What you are asked to do =
Write out the listing below character for character, though without its pictures.

--------

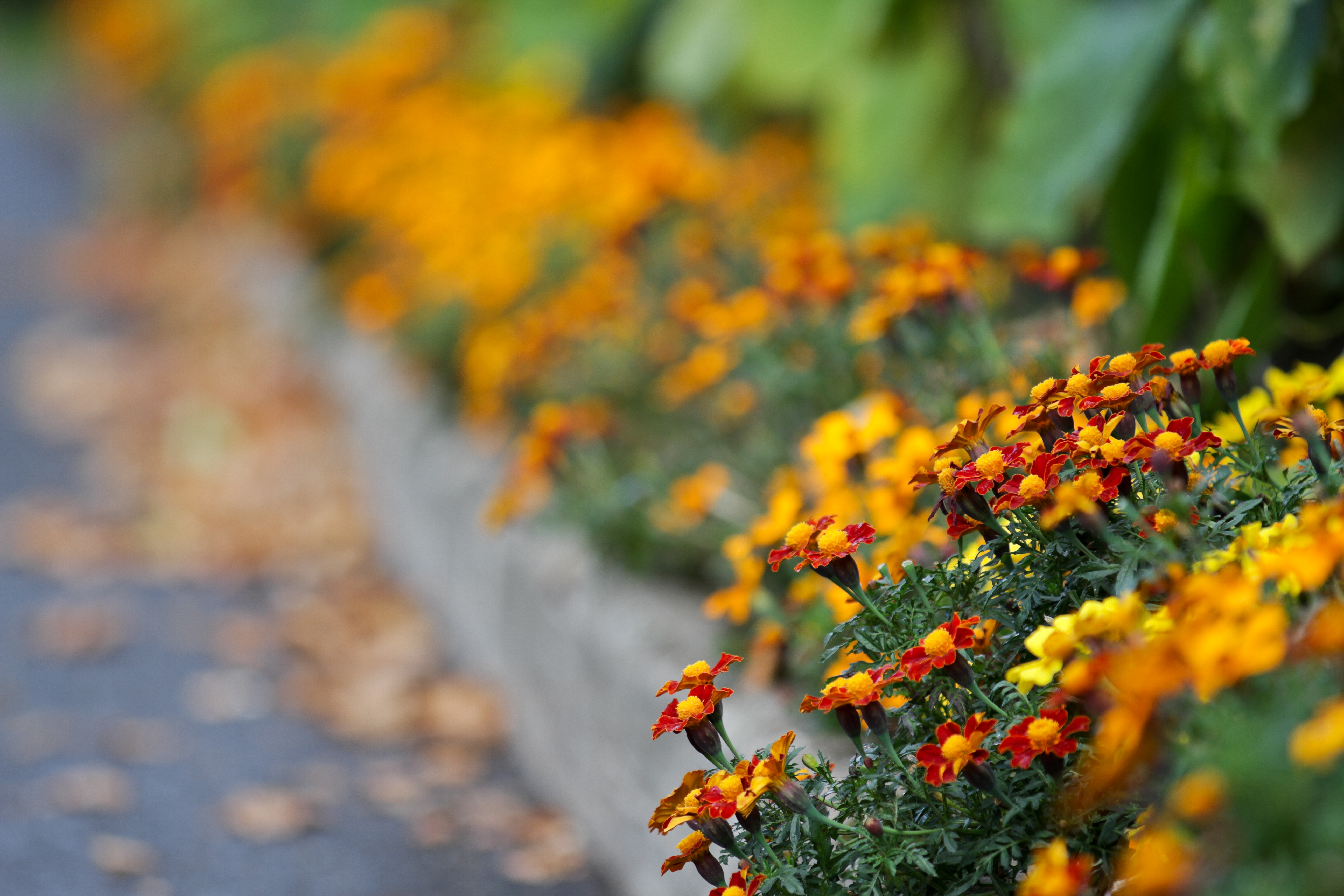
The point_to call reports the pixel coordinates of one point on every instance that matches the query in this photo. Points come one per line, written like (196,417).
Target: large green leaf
(1073,115)
(1258,57)
(1301,190)
(694,47)
(896,134)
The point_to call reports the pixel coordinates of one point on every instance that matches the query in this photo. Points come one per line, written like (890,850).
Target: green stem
(975,690)
(867,605)
(718,726)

--------

Response to the exercise =
The point_to call reports the pixel coordinates of one point on every instance that matches the query in this photo. Points come one per line, written like (196,417).
Target: large green leaf
(1073,115)
(1258,57)
(1301,190)
(694,47)
(896,134)
The point_to call reports the pixel coordinates of one point on every instance that matches the query in this photo. Points come one per line, written like (890,850).
Target: green stem
(975,690)
(867,605)
(718,726)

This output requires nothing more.